Reproduce verbatim the entries from their first line through the line that contains "of the small".

• _Given information_:
• • • •

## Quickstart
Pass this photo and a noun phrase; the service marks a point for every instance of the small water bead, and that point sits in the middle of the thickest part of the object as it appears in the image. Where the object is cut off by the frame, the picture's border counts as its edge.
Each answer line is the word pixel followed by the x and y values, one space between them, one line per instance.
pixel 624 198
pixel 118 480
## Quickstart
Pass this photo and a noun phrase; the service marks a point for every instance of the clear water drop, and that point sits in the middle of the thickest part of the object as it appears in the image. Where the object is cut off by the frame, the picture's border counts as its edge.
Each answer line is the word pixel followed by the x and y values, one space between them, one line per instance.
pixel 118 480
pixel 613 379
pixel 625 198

• • • •

• _Result for this task_:
## Quickstart
Pass this photo and a noun phrase; the service marks a point for every instance of the small water bead, and that point sits in the middle of the thickest part of the object as it appears in the image. Where the object is cut off by the frame, the picture's border counts as its edge.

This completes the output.